Passage:
* * * * * * *

RIP, Eddie Van Halen

The news, from the Los Angeles Times.

He could do things with a guitar that literally nobody else could do, and possibly no one else will do again. As they say, there goes part of my youth. May he rest in peace.

— JS

22 Comments on “RIP, Eddie Van Halen”

  1. This is a serious bummer. EVH literally transformed the guitar in ways no one other than Les Paul could claim. Van Halen I was the first record I ever owned, and I still love that thing.


  2. Around 1985 I went bowling in Studio City with some friends. Eddie Van Halen was in the lane next to us, bowling with bandmates and Valerie Bertinelli. He was a little guy, but he threw a bowling ball like it weighed nothing. He also threw strike after strike. I’ve never seen anyone hit pins harder, and I damn near grew up in bowling alleys.

    At one point he sauntered over to us and lit his cigarette off my friend Jessie’s without saying a word. (Yep, you could smoke on the lane; it was that long ago). He nodded; we nodded back and went back to what we were doing. We didn’t stan out or squee, because you don’t do that in LA.

    Even so, I’d seen Van Halen open for Black Sabbath in 1979 and absolutely destroy them, and I was still gooshy fanboy enough to think that bowling next to him was cool as hell.

    To this day I remember his Joe Cool saunter, his little nod (yeah, we all know who I am, I’m bumming a light, thanks), his powerhouse bowling, and the fact that he was even cuter than Valerie Bertinelli.

    And holy god could he play a guitar.

  3. Huge loss to the arts. He was the definition of a legend. And a decent human being too, by all the accounts I’ve read.

  4. Speaking of nostalgia…

    Every time I listen to a Van Halen lick, I hear a man who did not want to get bored on tour.

  5. Either the late ‘80s or early ‘90s I distinctly remember sitting with my cousin downloading GIFs over his 2400 baud rate modem and watching them appear line by line. It was around this time that we first found and downloaded a brief sound file – the opening guitar riff from Van Halen’s “Jump”. It was the first time I’d ever heard Van Halen, and it was a revelation. Growing up in a conservative religious group meant my experience of the world was through a very distorted lens which lacked the delights of modern music.

  6. God does 2020 suck. I had the VH album tapes (remember those?), then just consistently upgraded media, same albums. The thing I really remember about him is that he was a frequently unheralded session player for so many other musicians, bands, etc. You can hear some of his work on later Thomas Dolby albums, so many artists of the era. A real loss, a once in a lifetime virtuoso and so generous to other artists. And such wide-ranging styles–listen to “Cathedral” if you get the chance.

* * * * * * *

Records from a data source:
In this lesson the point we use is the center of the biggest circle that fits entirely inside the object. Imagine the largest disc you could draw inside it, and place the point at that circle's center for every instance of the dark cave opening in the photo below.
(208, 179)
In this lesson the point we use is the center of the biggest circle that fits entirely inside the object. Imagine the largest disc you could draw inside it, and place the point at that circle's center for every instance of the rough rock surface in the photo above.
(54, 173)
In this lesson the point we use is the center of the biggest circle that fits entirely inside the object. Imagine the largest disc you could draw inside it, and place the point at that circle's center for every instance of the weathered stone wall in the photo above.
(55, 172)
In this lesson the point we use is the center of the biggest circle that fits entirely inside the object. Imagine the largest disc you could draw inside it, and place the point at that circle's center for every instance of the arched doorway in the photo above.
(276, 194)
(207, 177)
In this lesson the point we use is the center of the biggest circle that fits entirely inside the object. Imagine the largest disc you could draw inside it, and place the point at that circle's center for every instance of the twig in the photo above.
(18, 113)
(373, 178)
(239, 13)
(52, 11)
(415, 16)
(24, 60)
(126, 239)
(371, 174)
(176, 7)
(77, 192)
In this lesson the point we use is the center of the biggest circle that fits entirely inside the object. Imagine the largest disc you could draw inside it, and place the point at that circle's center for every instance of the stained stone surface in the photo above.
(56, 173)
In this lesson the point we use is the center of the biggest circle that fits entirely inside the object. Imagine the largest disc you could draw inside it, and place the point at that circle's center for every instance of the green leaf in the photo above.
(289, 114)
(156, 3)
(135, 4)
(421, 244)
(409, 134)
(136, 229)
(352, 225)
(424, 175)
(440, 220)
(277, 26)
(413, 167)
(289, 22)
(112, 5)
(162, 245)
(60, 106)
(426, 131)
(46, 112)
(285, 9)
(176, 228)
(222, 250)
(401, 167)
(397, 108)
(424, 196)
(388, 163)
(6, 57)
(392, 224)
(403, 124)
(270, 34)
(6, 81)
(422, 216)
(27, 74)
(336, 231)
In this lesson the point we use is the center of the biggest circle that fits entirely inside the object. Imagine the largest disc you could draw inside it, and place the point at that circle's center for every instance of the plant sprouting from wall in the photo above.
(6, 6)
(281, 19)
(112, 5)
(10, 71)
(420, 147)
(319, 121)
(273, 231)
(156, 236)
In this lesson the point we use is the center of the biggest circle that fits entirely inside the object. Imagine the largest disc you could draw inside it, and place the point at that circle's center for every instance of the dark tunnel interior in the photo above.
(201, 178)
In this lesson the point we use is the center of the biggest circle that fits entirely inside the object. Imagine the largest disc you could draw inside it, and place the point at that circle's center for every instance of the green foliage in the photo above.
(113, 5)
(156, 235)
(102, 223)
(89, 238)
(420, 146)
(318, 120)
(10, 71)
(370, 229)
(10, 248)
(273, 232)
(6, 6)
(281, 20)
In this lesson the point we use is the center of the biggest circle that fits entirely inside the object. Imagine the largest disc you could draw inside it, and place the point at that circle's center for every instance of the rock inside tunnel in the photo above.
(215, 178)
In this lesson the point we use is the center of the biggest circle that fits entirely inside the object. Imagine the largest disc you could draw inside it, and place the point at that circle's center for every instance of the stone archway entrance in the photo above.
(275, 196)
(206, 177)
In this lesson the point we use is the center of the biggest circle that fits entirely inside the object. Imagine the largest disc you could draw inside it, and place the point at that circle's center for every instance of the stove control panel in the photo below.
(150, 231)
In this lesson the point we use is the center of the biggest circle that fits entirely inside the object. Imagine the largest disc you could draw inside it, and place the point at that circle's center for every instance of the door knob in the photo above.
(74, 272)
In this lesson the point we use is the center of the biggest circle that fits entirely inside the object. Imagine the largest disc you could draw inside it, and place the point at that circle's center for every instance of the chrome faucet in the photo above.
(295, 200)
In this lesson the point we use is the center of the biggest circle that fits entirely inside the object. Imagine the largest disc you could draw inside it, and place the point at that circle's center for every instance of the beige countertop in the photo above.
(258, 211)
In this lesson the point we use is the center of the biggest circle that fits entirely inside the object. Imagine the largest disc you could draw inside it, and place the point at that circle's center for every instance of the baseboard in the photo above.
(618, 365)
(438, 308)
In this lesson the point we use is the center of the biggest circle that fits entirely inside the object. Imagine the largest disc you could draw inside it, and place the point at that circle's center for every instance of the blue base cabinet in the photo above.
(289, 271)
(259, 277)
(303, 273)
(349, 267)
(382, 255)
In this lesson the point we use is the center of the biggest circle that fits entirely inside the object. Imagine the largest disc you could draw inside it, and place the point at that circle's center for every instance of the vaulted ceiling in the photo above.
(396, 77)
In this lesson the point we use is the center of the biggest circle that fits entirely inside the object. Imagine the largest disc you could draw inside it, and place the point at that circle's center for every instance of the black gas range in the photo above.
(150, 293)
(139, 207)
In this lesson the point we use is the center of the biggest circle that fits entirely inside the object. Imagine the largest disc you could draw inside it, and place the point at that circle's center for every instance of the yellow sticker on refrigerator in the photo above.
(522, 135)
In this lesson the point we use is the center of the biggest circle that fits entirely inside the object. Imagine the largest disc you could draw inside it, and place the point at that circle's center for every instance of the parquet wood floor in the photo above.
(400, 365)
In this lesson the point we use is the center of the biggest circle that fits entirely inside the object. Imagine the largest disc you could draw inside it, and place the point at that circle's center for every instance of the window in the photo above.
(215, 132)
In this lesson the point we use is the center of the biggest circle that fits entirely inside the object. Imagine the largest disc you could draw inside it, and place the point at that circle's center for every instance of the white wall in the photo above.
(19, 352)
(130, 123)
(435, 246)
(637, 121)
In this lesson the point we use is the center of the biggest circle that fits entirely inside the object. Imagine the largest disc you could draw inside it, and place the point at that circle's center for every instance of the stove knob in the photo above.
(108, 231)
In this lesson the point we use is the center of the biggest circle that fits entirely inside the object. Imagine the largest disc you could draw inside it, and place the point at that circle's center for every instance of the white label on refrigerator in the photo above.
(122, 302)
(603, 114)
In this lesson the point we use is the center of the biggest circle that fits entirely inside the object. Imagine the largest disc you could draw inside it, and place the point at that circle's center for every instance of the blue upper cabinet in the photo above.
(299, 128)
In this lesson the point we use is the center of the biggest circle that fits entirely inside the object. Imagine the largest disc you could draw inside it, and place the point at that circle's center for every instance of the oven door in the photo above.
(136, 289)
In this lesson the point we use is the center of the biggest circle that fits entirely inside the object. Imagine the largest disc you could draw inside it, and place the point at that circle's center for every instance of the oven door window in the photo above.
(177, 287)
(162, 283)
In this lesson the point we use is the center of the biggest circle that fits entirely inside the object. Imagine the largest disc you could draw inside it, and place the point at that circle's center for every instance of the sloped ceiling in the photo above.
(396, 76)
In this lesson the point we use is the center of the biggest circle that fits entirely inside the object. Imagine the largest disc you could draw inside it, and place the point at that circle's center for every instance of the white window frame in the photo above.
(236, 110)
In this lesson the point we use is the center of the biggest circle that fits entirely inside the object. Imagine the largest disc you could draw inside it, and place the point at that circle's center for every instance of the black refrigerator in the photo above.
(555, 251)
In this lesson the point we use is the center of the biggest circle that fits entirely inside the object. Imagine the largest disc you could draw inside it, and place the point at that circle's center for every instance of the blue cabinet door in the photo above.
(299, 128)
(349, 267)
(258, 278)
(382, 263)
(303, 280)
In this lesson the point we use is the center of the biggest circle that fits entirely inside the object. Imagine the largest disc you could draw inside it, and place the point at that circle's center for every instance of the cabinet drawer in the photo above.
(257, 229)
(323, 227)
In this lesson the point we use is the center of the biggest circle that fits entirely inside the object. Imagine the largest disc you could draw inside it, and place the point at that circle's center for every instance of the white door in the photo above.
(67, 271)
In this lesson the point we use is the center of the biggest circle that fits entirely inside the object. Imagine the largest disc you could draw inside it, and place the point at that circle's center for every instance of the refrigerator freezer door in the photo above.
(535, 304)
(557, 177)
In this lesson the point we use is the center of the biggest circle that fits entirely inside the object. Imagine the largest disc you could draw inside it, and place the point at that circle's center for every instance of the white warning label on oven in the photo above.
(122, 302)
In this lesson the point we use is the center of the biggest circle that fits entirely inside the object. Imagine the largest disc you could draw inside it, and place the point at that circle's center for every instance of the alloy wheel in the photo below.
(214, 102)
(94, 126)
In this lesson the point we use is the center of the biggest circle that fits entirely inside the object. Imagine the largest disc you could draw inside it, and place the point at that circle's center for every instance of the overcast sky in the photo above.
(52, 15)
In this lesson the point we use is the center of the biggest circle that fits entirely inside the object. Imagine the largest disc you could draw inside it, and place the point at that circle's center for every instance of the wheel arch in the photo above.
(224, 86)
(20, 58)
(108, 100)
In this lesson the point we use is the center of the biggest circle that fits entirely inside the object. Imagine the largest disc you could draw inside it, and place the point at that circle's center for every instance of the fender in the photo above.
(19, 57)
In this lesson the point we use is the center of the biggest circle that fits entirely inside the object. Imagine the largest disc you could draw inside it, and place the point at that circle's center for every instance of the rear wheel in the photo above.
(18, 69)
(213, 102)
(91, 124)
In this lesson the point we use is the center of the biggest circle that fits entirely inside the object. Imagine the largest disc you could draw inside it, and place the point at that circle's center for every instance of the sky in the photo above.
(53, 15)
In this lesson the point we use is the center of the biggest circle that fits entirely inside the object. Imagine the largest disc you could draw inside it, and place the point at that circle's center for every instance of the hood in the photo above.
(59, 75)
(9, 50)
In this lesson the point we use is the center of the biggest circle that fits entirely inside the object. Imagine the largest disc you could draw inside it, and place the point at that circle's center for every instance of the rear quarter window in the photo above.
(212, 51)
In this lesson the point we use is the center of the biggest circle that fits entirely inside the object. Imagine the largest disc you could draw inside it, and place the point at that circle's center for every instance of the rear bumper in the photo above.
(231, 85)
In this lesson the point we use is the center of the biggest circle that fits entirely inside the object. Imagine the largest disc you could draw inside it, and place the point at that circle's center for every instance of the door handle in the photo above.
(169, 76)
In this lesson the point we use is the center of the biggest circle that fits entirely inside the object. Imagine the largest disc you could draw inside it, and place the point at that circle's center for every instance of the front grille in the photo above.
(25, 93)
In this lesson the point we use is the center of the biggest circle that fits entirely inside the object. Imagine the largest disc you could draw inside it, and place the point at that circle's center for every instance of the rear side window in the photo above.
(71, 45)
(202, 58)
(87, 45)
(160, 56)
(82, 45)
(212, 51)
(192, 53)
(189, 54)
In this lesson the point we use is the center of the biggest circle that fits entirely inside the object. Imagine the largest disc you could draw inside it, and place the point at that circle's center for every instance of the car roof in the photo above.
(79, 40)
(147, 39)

* * * * * * *

Aim 1: List every recording the Van Halen tribute post names by title.
Aim 2: Repeat the Van Halen tribute post between "Even so, I’d" and "play a guitar.", inclusive, substituting "swagger" for "saunter".
The records play no part in what is asked here.

Written response 1:
- Van Halen I
- "Jump"
- "Cathedral"

Written response 2:
Even so, I’d seen Van Halen open for Black Sabbath in 1979 and absolutely destroy them, and I was still gooshy fanboy enough to think that bowling next to him was cool as hell.

    To this day I remember his Joe Cool swagger, his little nod (yeah, we all know who I am, I’m bumming a light, thanks), his powerhouse bowling, and the fact that he was even cuter than Valerie Bertinelli.

    And holy god could he play a guitar.